_Text extract:_

⟨

I’ve been thinking about John Wayne, lately. Or thinking about how my thinking about John Wayne has shifted over the years.
Had you asked me, when I was 18 years old, what I thought of the man I’d likely have said, “He’s a joke,” or if I was feeling ornery, “A sick joke.”
That was 1983, and I was watching Ronald Reagan play nuclear brinksmanship with the U.S.S.R. The POTUS was CLEARLY doing a bad impression of the late actor, and the people who’d voted him in were licking it up with a spoon. I was still a kid. It didn’t seem right. I wanted a more reasonable world than the one I was just developing a picture of. This was politics as B-grade cinema. Wayne was emblematic of the problem — hence, I felt hostility to the man himself.
As I and the world survived a few years longer I read several short accounts of the man, written by people whose politics were fairly similar to my own — Roger Ebert and Joan Didion. I expected a savaging. I read two singular accounts of two very smart and erudite individuals who’d been thoroughly charmed by The Duke.

⟩

_Task list:_
1. Reproduce the passage of the John Wayne essay above from "I’ve been thinking" up to and including "the man himself.".
2. Write what comes next in the John Wayne essay above, starting right after its final sentence.

_Stored data:_
⟨

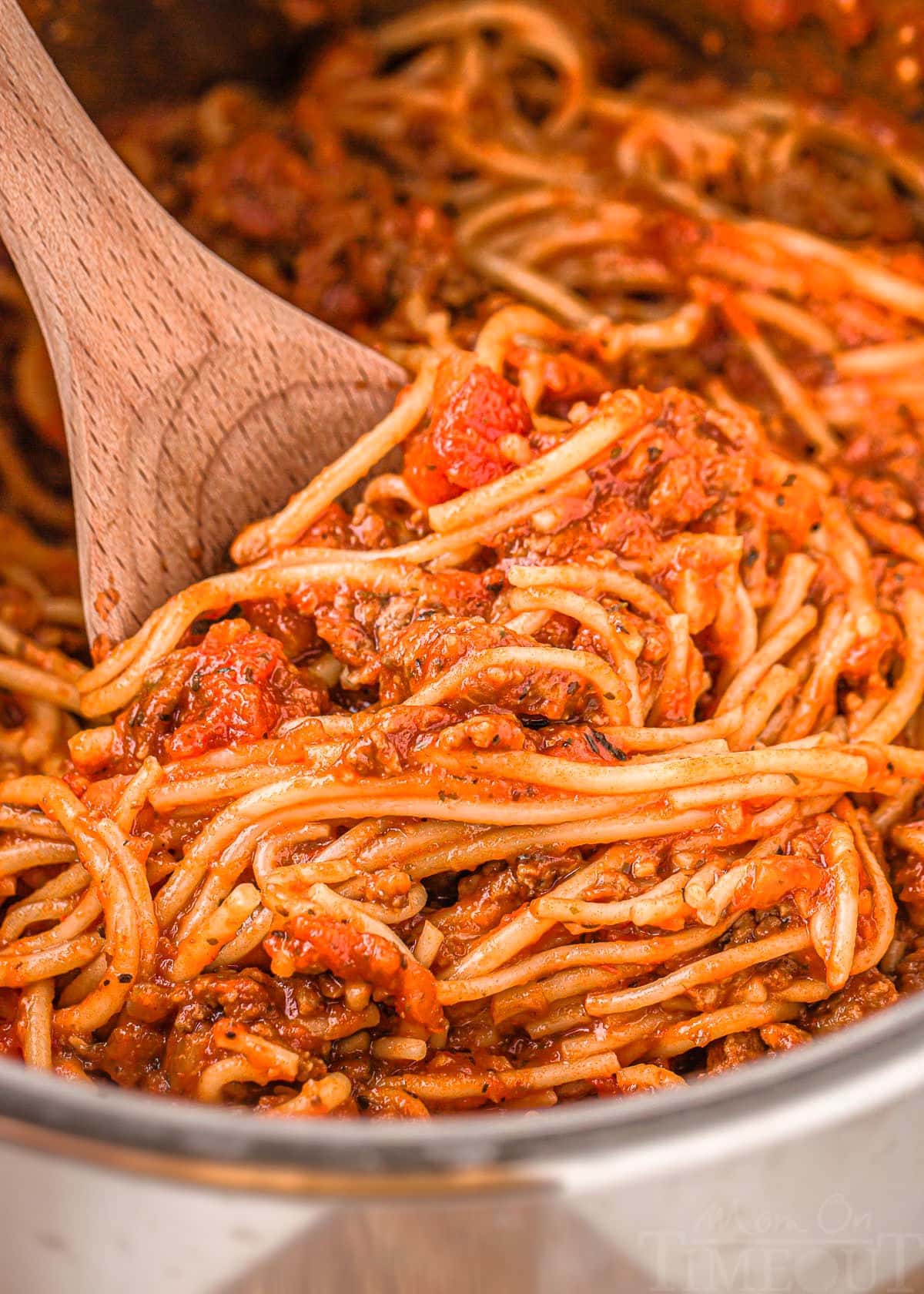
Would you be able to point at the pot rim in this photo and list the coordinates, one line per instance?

⟩

_Task answers:_
1.
I’ve been thinking about John Wayne, lately. Or thinking about how my thinking about John Wayne has shifted over the years.
Had you asked me, when I was 18 years old, what I thought of the man I’d likely have said, “He’s a joke,” or if I was feeling ornery, “A sick joke.”
That was 1983, and I was watching Ronald Reagan play nuclear brinksmanship with the U.S.S.R. The POTUS was CLEARLY doing a bad impression of the late actor, and the people who’d voted him in were licking it up with a spoon. I was still a kid. It didn’t seem right. I wanted a more reasonable world than the one I was just developing a picture of. This was politics as B-grade cinema. Wayne was emblematic of the problem — hence, I felt hostility to the man himself.

2.
Reading Ebert and Didion I had to conclude that had I been present at the same table there was a real possibility I too might have swooned. More, it was impressed upon me that this was a possibility not to be ruthlessly quashed, even with people whose politics I considered abhorrent — it’s not like Ebert and Didion left the table having changed their minds about Vietnam.
Ebert and Didion’s affection for the man nudged me toward a more generous stance. Wayne’s work was worthy of consideration and even respect, as was the man himself. Be critical, but take care with it. There may be an element of humanity in all this that catches you by surprise.
John Wayne would not do well in the current environment. Hell, he didn’t do well in his own environment. His convictions re: Vietnam and “Women’s Lib” were wildly out-of-step with the broader culture even in an era as saturated in pitiless violence and reflexive misogyny as 1970s America. But his movies got made, and even lefties could admit to the emotional sway in a send-off flick like The Shootist.
*****
John Wayne’s grandson, Brendan Wayne, works on The Mandalorian. To nearly all intents and purposes he IS the Mandalorian. He has a lovely story about a moment when Billy Dee Williams, curiously enough, channeled the Duke and got the boy moving the way he was meant to.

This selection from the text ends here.